## Objective
Which lines in the items below contain the word "bread"? Locate each one and copy it out.

## Dataset extract
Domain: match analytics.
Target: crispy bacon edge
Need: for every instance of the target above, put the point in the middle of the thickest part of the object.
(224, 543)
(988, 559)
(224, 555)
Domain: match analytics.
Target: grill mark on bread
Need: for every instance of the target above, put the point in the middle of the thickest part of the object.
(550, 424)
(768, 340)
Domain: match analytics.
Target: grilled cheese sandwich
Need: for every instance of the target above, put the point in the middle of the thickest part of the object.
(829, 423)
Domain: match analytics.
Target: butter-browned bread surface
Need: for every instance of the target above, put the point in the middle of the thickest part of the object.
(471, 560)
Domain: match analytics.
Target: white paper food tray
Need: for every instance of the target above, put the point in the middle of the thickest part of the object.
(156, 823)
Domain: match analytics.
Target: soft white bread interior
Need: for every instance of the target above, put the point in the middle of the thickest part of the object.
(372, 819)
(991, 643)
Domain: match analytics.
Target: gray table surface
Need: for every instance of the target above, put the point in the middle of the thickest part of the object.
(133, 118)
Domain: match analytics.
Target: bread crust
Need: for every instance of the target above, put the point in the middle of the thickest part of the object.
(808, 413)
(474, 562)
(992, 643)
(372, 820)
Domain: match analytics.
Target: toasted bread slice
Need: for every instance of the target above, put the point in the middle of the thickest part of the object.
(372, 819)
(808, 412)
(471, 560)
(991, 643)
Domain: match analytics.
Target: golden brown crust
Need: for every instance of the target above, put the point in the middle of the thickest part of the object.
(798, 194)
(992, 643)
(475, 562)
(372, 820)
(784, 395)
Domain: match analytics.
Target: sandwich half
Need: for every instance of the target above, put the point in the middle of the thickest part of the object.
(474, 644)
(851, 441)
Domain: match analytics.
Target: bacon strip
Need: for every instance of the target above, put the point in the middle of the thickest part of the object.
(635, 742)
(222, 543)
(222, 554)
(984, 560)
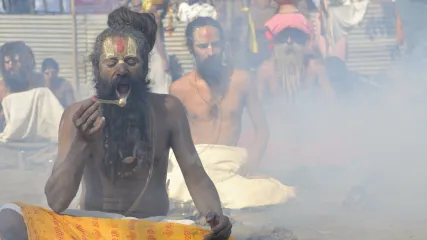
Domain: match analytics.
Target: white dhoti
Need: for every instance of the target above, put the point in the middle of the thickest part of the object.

--

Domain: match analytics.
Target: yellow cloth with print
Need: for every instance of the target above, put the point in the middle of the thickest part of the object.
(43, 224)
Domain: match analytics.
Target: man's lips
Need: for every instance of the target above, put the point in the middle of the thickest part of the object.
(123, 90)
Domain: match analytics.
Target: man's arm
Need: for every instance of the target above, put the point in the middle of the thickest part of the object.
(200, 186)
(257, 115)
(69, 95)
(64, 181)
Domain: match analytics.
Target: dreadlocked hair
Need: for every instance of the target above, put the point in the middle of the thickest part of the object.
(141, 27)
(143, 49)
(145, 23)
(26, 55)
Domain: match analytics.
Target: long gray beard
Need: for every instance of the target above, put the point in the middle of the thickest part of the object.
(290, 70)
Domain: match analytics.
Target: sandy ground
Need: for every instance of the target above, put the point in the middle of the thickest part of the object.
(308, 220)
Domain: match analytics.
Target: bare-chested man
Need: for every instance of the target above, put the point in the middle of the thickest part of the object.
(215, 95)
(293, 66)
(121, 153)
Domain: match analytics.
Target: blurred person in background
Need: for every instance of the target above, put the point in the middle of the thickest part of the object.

---

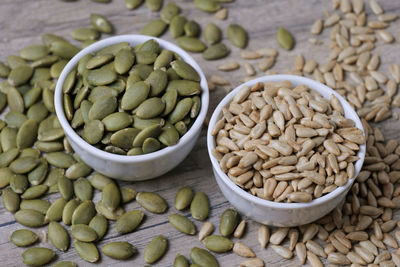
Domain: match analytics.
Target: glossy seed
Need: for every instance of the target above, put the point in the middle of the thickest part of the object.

## Expected answer
Target: grill mark on bread
Target: butter-browned bread surface
Target: soft white bread interior
Target: bread crust
Target: toasted bread slice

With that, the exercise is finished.